* _Goal_
Copy out everything from the line containing "the minivan headlight?" down to the line containing "241 155 L 222", requests included. Rescale only the outline coordinates in the answers by multiplying each by 1.35 and rounding to whole numbers, with halves rounding up.

(Collected data entries)

###

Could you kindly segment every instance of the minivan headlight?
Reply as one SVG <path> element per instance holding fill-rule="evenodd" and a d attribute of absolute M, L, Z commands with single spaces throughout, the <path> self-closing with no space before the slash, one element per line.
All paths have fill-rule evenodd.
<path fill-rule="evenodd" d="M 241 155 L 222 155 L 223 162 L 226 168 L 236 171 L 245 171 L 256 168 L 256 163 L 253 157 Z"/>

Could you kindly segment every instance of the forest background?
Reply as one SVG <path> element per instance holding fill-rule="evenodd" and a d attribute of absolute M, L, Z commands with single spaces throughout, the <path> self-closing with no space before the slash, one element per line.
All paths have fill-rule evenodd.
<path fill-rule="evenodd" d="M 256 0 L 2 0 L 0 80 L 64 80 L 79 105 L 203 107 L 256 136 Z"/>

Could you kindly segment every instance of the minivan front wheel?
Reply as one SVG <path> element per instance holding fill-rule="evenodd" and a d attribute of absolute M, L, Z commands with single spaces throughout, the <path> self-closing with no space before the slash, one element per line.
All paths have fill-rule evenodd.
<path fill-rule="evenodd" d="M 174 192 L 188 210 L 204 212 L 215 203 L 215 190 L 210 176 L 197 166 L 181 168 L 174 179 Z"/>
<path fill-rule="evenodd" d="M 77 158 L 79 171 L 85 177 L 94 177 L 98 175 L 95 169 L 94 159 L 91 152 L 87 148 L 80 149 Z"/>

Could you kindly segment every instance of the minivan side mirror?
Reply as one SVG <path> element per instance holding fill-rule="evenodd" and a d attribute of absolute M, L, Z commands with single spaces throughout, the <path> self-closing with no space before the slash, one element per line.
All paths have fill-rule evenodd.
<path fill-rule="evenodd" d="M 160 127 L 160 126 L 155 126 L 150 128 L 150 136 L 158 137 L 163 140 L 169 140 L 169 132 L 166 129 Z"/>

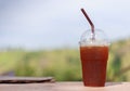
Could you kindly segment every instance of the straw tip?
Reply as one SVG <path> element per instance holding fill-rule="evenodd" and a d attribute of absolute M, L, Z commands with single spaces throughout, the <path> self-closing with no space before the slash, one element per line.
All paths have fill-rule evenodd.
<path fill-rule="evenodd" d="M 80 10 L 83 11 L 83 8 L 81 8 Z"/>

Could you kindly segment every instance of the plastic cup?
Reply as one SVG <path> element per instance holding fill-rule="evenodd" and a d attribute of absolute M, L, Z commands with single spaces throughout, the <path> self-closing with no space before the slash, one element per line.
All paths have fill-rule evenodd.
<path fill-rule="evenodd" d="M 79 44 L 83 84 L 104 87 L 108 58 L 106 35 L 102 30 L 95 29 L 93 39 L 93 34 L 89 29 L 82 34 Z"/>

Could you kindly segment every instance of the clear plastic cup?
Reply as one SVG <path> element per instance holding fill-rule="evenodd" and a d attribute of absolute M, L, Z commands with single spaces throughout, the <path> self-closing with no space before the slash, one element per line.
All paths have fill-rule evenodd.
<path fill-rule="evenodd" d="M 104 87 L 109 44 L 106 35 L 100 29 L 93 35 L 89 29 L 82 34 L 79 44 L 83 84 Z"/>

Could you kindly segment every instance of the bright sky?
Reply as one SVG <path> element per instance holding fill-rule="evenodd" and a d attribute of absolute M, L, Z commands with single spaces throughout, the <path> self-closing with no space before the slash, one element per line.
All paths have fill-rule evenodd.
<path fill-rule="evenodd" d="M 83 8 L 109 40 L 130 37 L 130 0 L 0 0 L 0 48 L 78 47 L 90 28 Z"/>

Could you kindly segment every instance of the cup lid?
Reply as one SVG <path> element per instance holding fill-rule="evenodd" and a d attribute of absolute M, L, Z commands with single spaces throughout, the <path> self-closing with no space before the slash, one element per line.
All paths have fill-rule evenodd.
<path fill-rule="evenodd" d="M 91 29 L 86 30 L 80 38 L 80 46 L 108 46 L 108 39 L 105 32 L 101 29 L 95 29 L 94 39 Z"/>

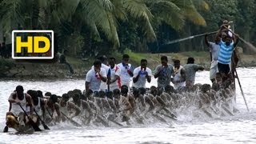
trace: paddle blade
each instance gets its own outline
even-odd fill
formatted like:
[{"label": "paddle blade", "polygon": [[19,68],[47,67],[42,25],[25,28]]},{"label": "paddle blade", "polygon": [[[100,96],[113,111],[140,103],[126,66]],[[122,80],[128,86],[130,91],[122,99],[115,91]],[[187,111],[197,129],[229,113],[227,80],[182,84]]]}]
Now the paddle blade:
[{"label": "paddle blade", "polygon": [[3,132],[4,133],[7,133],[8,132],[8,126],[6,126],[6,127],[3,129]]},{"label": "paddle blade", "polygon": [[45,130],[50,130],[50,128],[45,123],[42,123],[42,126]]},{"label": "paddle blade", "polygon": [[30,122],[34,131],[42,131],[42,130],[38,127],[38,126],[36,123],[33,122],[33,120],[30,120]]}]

###

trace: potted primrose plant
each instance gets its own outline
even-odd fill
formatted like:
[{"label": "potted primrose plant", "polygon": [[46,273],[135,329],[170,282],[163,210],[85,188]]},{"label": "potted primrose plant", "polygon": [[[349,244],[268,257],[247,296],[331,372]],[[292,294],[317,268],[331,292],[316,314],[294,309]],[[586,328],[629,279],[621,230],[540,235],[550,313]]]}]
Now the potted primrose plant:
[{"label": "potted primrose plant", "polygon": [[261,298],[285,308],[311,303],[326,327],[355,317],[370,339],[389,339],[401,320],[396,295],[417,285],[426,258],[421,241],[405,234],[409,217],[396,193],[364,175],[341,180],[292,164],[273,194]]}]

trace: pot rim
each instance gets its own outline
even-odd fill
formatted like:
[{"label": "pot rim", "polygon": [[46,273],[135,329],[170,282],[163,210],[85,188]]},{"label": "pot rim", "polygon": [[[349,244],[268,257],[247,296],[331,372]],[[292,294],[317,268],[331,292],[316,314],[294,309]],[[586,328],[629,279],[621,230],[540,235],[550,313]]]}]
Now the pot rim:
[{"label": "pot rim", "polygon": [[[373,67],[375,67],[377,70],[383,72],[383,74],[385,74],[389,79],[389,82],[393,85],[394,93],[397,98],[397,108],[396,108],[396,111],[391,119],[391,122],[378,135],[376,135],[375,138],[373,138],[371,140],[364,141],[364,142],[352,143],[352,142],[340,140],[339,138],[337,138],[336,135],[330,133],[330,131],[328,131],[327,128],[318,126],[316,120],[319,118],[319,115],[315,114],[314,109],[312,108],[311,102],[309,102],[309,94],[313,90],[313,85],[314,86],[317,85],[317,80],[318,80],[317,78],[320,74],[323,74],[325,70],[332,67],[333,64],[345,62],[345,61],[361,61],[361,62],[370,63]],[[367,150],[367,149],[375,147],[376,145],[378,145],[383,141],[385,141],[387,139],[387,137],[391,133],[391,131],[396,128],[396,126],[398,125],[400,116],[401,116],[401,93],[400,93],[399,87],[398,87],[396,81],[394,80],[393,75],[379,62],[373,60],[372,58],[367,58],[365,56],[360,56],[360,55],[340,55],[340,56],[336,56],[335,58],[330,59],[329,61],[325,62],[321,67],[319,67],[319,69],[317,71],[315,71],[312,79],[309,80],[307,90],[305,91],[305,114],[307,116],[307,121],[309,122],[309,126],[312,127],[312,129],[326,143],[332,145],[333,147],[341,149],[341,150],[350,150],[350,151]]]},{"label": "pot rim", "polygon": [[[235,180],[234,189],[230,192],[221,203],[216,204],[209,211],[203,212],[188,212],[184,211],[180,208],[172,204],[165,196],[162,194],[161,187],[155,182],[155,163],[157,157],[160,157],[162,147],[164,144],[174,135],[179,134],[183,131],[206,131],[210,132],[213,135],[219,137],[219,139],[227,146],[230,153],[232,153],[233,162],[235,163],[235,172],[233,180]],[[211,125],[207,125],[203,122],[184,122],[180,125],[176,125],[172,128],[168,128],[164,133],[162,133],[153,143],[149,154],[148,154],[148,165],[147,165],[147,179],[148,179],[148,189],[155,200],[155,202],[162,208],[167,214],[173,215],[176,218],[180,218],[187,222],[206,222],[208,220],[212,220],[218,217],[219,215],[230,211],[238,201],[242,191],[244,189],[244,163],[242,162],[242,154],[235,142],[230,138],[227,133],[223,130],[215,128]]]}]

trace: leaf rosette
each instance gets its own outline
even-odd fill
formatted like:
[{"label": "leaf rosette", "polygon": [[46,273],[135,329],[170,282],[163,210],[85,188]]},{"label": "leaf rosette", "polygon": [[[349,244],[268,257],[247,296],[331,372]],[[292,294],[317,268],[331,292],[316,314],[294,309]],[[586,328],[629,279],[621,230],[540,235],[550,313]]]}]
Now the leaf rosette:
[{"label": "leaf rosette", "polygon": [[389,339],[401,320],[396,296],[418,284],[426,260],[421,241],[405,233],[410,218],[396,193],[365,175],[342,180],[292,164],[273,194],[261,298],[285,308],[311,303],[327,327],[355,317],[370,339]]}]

###

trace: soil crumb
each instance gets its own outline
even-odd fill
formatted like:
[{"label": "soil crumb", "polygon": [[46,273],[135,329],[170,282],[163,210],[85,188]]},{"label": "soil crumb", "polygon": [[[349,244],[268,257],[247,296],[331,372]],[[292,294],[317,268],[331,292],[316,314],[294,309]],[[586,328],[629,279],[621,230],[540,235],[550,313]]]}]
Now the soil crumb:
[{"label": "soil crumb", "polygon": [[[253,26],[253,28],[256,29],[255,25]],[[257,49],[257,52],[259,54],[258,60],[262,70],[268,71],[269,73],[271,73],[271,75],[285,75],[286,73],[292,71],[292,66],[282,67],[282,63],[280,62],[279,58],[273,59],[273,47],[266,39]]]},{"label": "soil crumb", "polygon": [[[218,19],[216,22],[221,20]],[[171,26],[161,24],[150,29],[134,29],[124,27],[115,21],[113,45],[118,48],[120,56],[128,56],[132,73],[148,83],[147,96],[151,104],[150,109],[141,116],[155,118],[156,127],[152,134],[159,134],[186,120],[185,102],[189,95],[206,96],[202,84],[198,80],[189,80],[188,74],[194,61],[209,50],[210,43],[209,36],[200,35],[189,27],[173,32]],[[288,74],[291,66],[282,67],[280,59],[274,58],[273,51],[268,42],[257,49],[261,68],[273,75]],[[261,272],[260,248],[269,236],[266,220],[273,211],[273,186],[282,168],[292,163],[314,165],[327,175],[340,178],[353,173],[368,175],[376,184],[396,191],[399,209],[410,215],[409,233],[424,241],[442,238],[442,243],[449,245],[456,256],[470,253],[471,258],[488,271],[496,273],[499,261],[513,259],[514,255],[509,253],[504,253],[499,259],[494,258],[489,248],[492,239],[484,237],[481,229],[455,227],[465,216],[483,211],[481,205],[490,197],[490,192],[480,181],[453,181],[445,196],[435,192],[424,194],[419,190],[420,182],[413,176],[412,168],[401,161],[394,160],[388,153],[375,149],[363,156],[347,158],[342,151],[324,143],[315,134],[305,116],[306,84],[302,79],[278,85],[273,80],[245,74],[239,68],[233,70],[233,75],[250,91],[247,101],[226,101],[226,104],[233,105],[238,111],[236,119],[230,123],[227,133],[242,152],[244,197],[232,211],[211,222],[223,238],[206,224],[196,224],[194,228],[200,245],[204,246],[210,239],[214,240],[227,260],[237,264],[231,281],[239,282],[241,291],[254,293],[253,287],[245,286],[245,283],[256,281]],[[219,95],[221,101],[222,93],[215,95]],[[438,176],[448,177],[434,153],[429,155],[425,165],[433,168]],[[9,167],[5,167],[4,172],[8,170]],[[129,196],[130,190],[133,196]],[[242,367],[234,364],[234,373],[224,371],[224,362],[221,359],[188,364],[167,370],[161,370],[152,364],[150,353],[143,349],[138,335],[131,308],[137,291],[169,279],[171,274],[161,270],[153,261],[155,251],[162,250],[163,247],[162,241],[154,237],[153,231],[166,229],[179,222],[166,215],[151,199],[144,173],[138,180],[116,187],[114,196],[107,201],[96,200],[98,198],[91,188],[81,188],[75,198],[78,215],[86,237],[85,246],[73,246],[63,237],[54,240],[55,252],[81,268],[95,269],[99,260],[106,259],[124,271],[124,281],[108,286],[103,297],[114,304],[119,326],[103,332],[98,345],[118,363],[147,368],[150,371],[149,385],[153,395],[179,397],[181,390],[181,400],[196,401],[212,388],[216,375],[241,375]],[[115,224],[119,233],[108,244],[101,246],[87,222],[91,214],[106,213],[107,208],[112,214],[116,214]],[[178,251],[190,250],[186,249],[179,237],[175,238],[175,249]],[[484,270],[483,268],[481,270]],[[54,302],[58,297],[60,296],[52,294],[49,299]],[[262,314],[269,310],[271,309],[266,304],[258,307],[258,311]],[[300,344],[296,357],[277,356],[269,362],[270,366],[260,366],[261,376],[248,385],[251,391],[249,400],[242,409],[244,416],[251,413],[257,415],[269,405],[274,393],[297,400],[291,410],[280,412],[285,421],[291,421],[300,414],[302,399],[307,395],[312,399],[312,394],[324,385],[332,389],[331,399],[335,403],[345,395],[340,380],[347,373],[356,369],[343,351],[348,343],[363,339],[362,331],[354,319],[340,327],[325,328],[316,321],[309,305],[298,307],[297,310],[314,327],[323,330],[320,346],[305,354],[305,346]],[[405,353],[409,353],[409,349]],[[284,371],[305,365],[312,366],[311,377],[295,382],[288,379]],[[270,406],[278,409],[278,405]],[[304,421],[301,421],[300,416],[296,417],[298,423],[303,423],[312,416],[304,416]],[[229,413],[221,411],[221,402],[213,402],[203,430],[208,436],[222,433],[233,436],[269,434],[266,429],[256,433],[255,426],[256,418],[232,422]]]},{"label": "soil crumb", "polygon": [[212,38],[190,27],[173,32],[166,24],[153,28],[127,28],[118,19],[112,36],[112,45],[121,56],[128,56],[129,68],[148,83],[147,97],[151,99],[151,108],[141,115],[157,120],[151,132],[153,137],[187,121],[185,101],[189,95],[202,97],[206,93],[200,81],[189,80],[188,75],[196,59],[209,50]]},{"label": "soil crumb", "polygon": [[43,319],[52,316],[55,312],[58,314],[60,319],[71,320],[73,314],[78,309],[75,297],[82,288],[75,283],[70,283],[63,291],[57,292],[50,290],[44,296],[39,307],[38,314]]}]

###

* _Solution for this problem_
Could you kindly segment every instance of the minivan headlight?
Reply as one SVG <path> element per instance holding fill-rule="evenodd" and a d attribute of absolute M, L, Z commands with single spaces throughout, the <path> self-closing with no space before the slash, one element per line.
All paths have fill-rule evenodd.
<path fill-rule="evenodd" d="M 325 209 L 300 209 L 301 219 L 305 227 L 319 231 L 331 231 L 346 227 L 346 220 L 342 212 Z"/>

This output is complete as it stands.